Use the same gamma parameter in the NormalizeReward wrapper. Note that the original implementation from openai/train-procgen uses the default gamma=0.99 in the VecNormalize wrapper but gamma=0.999 as PPO's parameter. The mismatch between the gammas is technically incorrect. See #209

Experiment results

To run benchmark experiments, see benchmark/ppo.sh. Specifically, execute the following command:

We try to match the default setting in openai/train-procgen except that we use the easy distribution mode and total_timesteps=25e6 to save compute. Notice openai/train-procgen has the following settings:

Learning rate annealing is turned off by default
Reward scaling and reward clipping is used

Below are the average episodic returns for ppo_procgen.py. To ensure the quality of the implementation, we compared the results against openai/baselies' PPO.

### Supplied entries
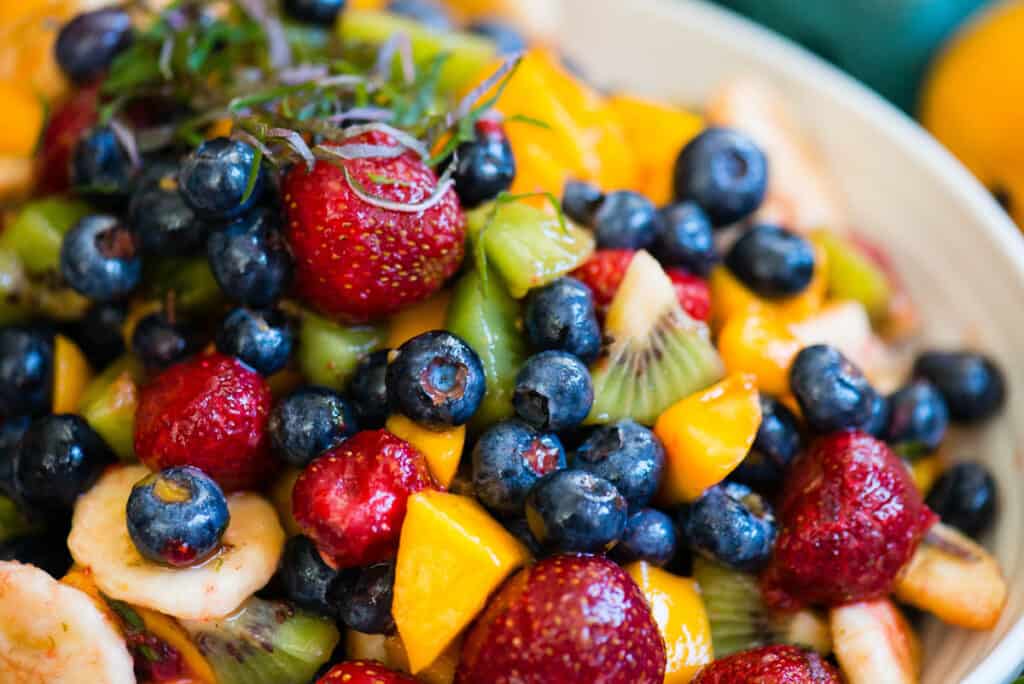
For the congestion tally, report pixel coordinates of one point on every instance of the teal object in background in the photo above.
(885, 43)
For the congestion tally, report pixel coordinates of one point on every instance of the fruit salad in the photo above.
(371, 342)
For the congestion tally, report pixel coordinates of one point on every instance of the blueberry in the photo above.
(308, 422)
(177, 517)
(86, 45)
(732, 525)
(368, 390)
(100, 168)
(99, 333)
(506, 37)
(59, 457)
(626, 220)
(965, 497)
(772, 261)
(483, 167)
(581, 201)
(725, 172)
(367, 605)
(250, 259)
(304, 576)
(99, 259)
(436, 380)
(918, 417)
(260, 338)
(26, 371)
(972, 384)
(629, 456)
(323, 12)
(649, 536)
(428, 12)
(560, 315)
(572, 511)
(508, 460)
(164, 224)
(833, 393)
(685, 239)
(214, 178)
(160, 342)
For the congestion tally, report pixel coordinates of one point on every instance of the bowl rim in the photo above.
(1003, 663)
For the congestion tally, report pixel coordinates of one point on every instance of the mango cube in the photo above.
(679, 611)
(441, 450)
(707, 435)
(452, 555)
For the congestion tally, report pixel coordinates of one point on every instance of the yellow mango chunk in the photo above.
(707, 435)
(441, 450)
(71, 375)
(452, 555)
(419, 318)
(758, 343)
(655, 132)
(679, 611)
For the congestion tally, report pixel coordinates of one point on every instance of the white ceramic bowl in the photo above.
(961, 255)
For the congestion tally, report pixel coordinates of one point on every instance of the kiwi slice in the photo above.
(740, 621)
(109, 404)
(264, 642)
(329, 351)
(853, 275)
(487, 318)
(467, 55)
(526, 246)
(656, 355)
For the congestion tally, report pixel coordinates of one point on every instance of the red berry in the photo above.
(603, 272)
(774, 665)
(567, 618)
(64, 130)
(850, 517)
(363, 672)
(692, 292)
(351, 500)
(357, 261)
(209, 412)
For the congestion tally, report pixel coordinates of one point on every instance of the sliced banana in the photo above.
(54, 634)
(875, 644)
(248, 559)
(955, 579)
(801, 194)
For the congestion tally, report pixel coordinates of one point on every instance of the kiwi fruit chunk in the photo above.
(853, 275)
(526, 246)
(467, 55)
(109, 404)
(656, 355)
(486, 316)
(740, 621)
(264, 642)
(329, 351)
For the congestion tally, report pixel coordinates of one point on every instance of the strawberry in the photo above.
(850, 518)
(64, 130)
(357, 261)
(363, 672)
(351, 500)
(692, 292)
(566, 618)
(774, 665)
(604, 270)
(209, 412)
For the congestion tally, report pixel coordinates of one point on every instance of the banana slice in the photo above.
(99, 541)
(801, 193)
(955, 579)
(54, 634)
(875, 644)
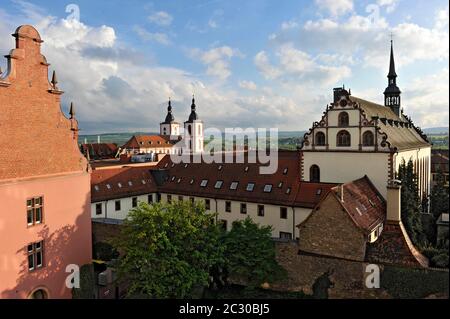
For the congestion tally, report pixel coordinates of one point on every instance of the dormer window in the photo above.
(267, 188)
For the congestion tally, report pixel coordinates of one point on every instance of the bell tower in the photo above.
(392, 92)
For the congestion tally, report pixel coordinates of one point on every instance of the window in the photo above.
(223, 224)
(343, 119)
(35, 255)
(283, 212)
(204, 183)
(368, 139)
(285, 236)
(261, 210)
(234, 185)
(314, 174)
(343, 138)
(98, 209)
(320, 139)
(35, 211)
(267, 188)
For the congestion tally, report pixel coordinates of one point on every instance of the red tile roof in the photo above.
(141, 180)
(286, 188)
(363, 203)
(148, 141)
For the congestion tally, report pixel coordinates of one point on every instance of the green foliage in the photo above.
(104, 251)
(250, 253)
(87, 283)
(169, 249)
(414, 283)
(410, 203)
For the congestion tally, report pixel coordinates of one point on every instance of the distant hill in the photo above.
(436, 130)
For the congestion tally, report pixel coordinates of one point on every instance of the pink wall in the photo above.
(66, 232)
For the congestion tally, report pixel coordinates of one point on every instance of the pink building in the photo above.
(44, 179)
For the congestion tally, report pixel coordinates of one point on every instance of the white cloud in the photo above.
(217, 60)
(161, 18)
(335, 7)
(159, 37)
(248, 85)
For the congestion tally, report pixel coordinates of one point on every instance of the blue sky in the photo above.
(253, 63)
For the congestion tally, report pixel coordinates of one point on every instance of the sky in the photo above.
(250, 63)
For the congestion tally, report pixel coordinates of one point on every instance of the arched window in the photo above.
(320, 139)
(343, 119)
(343, 139)
(368, 139)
(314, 174)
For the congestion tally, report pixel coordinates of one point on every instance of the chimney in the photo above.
(394, 201)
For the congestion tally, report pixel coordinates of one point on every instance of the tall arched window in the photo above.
(343, 139)
(343, 119)
(314, 174)
(320, 139)
(368, 139)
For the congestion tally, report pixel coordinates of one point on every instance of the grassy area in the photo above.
(408, 283)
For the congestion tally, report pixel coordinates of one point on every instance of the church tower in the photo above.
(169, 127)
(193, 131)
(392, 92)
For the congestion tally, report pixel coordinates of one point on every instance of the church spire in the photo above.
(392, 92)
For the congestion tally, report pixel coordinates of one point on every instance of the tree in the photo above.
(250, 253)
(410, 203)
(168, 249)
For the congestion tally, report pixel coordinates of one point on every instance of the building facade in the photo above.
(44, 179)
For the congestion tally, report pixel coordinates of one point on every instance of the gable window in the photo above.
(368, 139)
(250, 187)
(234, 185)
(267, 188)
(261, 210)
(98, 209)
(320, 139)
(283, 212)
(35, 211)
(314, 174)
(35, 255)
(228, 206)
(343, 139)
(343, 119)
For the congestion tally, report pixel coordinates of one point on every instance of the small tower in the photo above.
(392, 92)
(169, 127)
(193, 131)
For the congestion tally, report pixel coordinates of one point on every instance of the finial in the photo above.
(72, 110)
(54, 80)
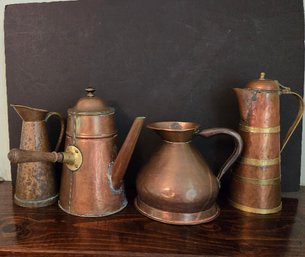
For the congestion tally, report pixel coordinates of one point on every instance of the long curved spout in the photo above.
(121, 163)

### Instructions
a - Rewrite everything in the PPO Procgen documentation from "Experiment results" down to "against openai/baselies' PPO.", replacing "compute" with "computing resources".
b - According to the PPO Procgen documentation, which distribution mode do the benchmark experiments use?
c - State whether each statement agrees with the PPO Procgen documentation. Answer yes or no, and quote the words that decide it.
(i) In openai/train-procgen, learning rate annealing is turned on by default.
(ii) The original implementation from openai/train-procgen uses gamma=0.999 as PPO's parameter.
(iii) The benchmark experiments are run from benchmark/ppo.sh.
The listing has no role in this exercise.

### Responses
a -
Experiment results

To run benchmark experiments, see benchmark/ppo.sh. Specifically, execute the following command:

We try to match the default setting in openai/train-procgen except that we use the easy distribution mode and total_timesteps=25e6 to save computing resources. Notice openai/train-procgen has the following settings:

Learning rate annealing is turned off by default
Reward scaling and reward clipping is used

Below are the average episodic returns for ppo_procgen.py. To ensure the quality of the implementation, we compared the results against openai/baselies' PPO.

b - The easy distribution mode.

c -
(i) No: "Learning rate annealing is turned off by default"
(ii) Yes: "gamma=0.999 as PPO's parameter"
(iii) Yes: "To run benchmark experiments, see benchmark/ppo.sh"